─── Textauszug ───

Propagandafeldzug der Nato

Die Nato hat in Afghanistan die größte Operation in dem seit acht Jahren dauernden Einsatz begonnen. Sie zielt auf Mardscha, eine Hochburg der Taliban in Süden des Landes.  Die Generäle haben sie „Muschtarak“ getauft, was soviel wie „gemeinsam“ heißt. Die Nato  geht nämlich gemeinsam  mit Einheiten der afghanischen Armee gegen die Taliban vor.

─── Bereitgestellte Daten ───

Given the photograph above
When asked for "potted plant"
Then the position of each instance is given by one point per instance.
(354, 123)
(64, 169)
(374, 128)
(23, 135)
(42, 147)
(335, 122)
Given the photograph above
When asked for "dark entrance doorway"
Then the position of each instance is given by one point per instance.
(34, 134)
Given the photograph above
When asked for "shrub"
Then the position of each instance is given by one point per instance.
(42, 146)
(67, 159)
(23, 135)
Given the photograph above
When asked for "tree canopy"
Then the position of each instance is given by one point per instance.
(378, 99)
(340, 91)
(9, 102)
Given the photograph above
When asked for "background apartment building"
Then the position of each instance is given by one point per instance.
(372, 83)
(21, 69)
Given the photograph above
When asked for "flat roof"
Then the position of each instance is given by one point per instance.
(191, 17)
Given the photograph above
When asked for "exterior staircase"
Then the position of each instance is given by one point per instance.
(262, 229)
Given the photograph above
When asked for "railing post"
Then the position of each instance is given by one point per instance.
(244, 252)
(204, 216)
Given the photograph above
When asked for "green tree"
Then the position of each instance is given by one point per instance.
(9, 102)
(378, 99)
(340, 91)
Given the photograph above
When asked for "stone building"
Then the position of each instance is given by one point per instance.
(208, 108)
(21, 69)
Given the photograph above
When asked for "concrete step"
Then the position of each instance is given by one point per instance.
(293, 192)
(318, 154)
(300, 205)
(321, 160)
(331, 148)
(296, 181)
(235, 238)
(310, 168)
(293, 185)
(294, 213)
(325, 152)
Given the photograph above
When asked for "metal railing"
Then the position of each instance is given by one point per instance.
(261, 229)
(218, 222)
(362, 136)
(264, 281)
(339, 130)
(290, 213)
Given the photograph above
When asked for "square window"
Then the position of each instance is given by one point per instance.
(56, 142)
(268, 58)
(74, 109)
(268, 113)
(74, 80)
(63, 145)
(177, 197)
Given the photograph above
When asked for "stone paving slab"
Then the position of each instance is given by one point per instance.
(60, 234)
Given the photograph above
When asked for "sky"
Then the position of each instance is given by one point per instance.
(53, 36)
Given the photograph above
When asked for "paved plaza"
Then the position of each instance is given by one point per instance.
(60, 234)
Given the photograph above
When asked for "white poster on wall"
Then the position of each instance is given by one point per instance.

───

● Deine Aufgaben:
- 1) Was bedeutet laut dem Textauszug der Name der Operation „Muschtarak“?
- 2) Zitiere aus dem Textauszug die Stelle zwischen „Propagandafeldzug der Nato“ und „die Taliban vor.“, beide eingeschlossen.

● Lösungen:
- 1) Er heißt soviel wie „gemeinsam“.

- 2)
Propagandafeldzug der Nato

Die Nato hat in Afghanistan die größte Operation in dem seit acht Jahren dauernden Einsatz begonnen. Sie zielt auf Mardscha, eine Hochburg der Taliban in Süden des Landes.  Die Generäle haben sie „Muschtarak“ getauft, was soviel wie „gemeinsam“ heißt. Die Nato  geht nämlich gemeinsam  mit Einheiten der afghanischen Armee gegen die Taliban vor.